**SELECTED PASSAGE:**
=-=-=-=-=
Stealth is a very important aspect of successful carping - stay quiet and stay hidden as much as possible. Can you spot my bivvy?

Stealth is one of the most important tools in the specimen anglers’ armoury - and it costs absolutely nothing!! If you can prevent a fish detecting you before you detect it - then you’ve cracked it. The whole point is to try and catch them with their guard down - and if they don’t know you are there, then obviously you have the upper hand.

Setting up should be exactly the same approach. I see many people setting up bivvies and equipment as if on a building site; banging and crashing, hammering in bivvy pegs and shouting to a friend in the next swim about the previous weeks events since they last saw each other; you may as well forget it! The fish will return, but you’ve lost the upper hand. For me, the first few hours of a session can be the most important. If I’ve just spent an hour walking around to find them, and they are now all in front of me, the last thing I want to do is scare them all away as I set up!

The above principles should be adopted each time you visit the water. In doing so, with each trip you will begin to see (and learn) more and more. When I’m out on a session I tend to keep a log or journal. Nothing fancy, I just take a pad with me and note down basic information like temperature, wind direction, and general conditions. I make notes of any fish I spot and any I bank. You’d be amazed how valuable this information can be as you get to grips with a new campaign - especially when you’re back at home - you’d be surprised at some of the patterns that can emerge.
=-=-=-=-=
**GIVEN RECORDS:**

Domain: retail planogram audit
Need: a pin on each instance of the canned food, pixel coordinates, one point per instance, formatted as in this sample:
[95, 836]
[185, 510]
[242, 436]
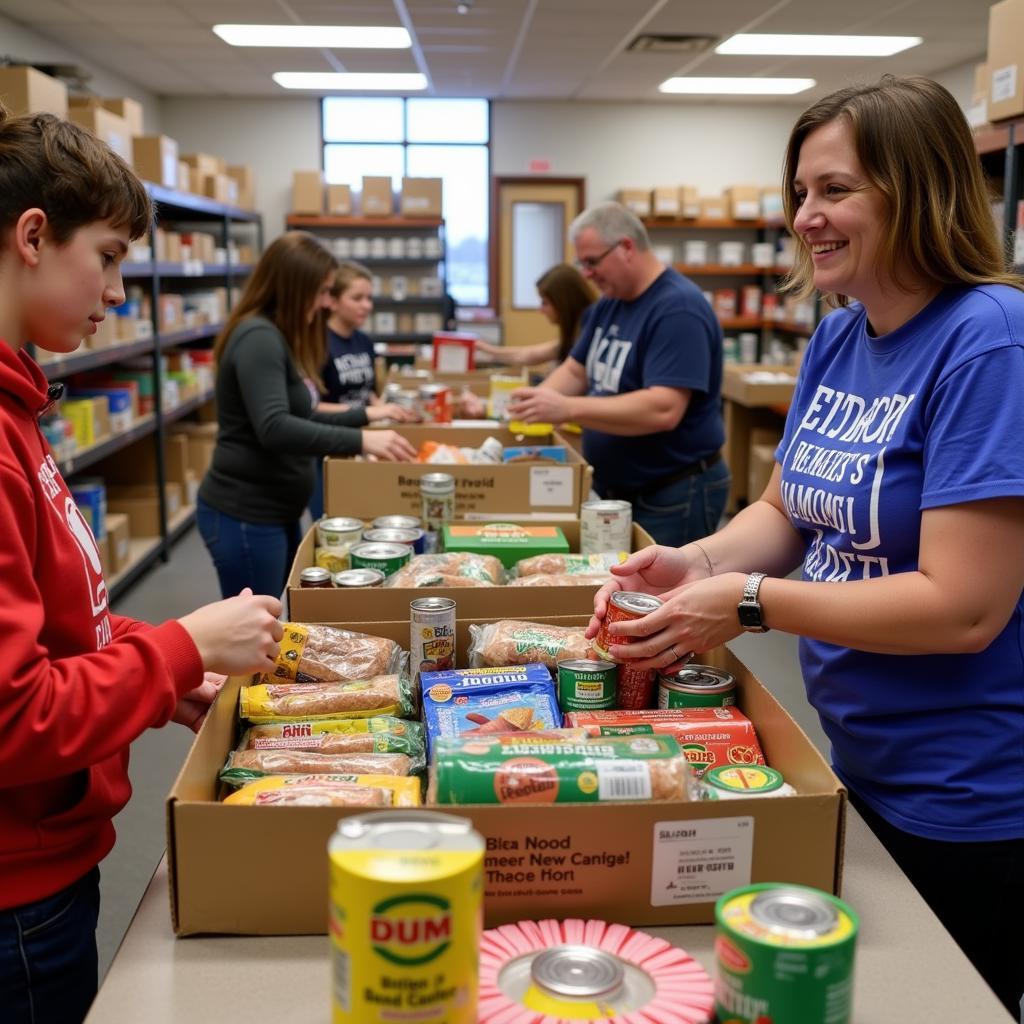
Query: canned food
[404, 918]
[386, 557]
[431, 634]
[696, 686]
[783, 953]
[338, 530]
[435, 400]
[623, 605]
[586, 685]
[314, 577]
[605, 525]
[358, 578]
=-=-=-=-=
**TASKS AND EXERCISES:**
1. What does the text on stealth in carp fishing say stealth costs?
2. Carry on the text on stealth in carp fishing from its final sentence.

**RESPONSES IN ORDER:**
1. Absolutely nothing.

2.
It’s often the case that the information reveals the best areas and times to fish throughout the year. Again, watercraft is about using any information at your disposal. I also find it helps to get down to the water as often as possible - even if I’m not fishing. There really is no substitute for observation on a water and the more time you can spend there the better - even if it’s only ten minutes on the way home from work.

Such principles are all well and good if it’s a water you will be fishing on a regular basis - you can hone your skills as the season unfolds, but what if you are planning a one off trip to a new water that you’ve never fished before? Well, the theory is exactly the same - you just need to refine it to maximise your chances on a short session. Let’s assume you are visiting a water of two or three acres that you’ve never seen before, arriving mid-afternoon and fishing for 24 hours.

First things first, do your homework. It’s unlikely you will have less then 24 hours notice for the session, so again, ring around and get on the web to try and find a bit of advice for the venue. You have to be careful what you listen to. The key here is to take on board what people say about swims, methods, or approaches - but don’t let it rule your judgement on the day.

On arriving at the water you want to have a good look around before you even get the gear out of the car - remember the golden rule: ALWAYS have a good look around before you decide where to set up. First of all I’d grab a rod and have a good look in each swim looking for signs of fish. On swims that look to have good potential I would have a quick cast around - just to confirm depth and bottom ensuring nothing is going to take you by surprise should you decide to set up on the peg. I’ve lost count of the times I’ve fished with mates who have made the fatal mistake of choosing a swim on looks alone. They spend an hour setting up the bivvy and rods, and only on casting in a lead do they realise they are fishing in a mass of weed when the rest of the lake is clear, or find they have got fifty feet of water in front of them. The best one was a trip to Oxfordshire on a water we’d not fished before. A lad fishing with us set up in what looked to be a nice swim just behind an island in a nice little bay. It was October time - cold, wet and windy. There was a bit of a chop on the water but the swim looked fishy. After an hour setting up in the rain he was ready to cast out; at which point he found out to his cost that the whole of the bay was only about seven inches deep!! And no, he’s never lived it down… You have been warned!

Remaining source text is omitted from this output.